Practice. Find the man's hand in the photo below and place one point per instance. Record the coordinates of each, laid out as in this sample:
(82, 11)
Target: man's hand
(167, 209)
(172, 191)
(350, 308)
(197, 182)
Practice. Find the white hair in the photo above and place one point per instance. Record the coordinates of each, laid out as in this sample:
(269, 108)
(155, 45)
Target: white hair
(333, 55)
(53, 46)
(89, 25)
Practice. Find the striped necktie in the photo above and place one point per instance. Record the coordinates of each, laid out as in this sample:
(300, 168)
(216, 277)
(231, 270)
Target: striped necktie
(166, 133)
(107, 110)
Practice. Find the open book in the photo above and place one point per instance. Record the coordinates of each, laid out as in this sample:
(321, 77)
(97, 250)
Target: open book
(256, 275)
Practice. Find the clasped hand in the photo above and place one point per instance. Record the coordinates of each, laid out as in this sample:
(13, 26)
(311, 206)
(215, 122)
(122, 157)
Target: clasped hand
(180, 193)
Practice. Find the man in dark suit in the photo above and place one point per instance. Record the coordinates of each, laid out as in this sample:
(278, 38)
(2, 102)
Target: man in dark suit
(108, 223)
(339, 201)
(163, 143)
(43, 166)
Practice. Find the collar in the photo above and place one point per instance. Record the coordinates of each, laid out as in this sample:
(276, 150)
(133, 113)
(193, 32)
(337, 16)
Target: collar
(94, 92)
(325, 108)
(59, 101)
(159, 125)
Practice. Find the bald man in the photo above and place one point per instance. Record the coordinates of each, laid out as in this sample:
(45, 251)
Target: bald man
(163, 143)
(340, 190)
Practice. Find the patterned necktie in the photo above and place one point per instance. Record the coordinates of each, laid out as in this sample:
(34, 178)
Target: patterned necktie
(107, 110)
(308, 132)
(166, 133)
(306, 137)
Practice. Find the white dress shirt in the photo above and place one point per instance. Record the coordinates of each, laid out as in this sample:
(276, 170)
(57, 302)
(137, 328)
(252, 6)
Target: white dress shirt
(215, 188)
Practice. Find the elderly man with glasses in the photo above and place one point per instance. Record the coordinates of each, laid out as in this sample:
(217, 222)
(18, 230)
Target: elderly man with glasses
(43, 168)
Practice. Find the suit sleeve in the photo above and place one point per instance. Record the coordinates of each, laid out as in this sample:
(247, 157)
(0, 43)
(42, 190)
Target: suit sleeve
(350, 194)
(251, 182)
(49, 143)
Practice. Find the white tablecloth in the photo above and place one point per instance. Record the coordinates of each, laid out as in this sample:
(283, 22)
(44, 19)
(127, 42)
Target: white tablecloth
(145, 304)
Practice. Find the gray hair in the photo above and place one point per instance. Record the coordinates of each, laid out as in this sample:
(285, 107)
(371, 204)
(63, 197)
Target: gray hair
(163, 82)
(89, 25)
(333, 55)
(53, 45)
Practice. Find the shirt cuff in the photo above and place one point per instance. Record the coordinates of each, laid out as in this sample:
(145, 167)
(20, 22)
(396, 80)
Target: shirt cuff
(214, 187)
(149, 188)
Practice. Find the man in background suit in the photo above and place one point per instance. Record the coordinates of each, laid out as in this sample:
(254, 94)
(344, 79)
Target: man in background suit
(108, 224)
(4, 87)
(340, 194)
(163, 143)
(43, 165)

WHAT YOU WILL DO ▸ Starting at the line that contains "Practice. Find the gray", copy each line exactly through the end of the listing above. Include that first line and the last one, and add nothing.

EXERCISE ANSWER ▸
Practice. Find the gray hair in the photo above and place one point per instance. Record the coordinates of each, laid out as in this sample:
(285, 107)
(371, 204)
(63, 197)
Target: gray hair
(163, 82)
(89, 25)
(333, 55)
(53, 45)
Practice. Find the shirt cuff in the photo above and place one point per instance. Record the coordinates of each, laid out as in this sample:
(145, 167)
(20, 22)
(396, 80)
Target: shirt cuff
(214, 187)
(149, 188)
Practice. Find the man in background suit in the photo above and place one point per instance. Record the coordinates of each, laid out as in this sample:
(254, 94)
(344, 79)
Target: man in background suit
(108, 224)
(4, 87)
(340, 194)
(163, 143)
(43, 165)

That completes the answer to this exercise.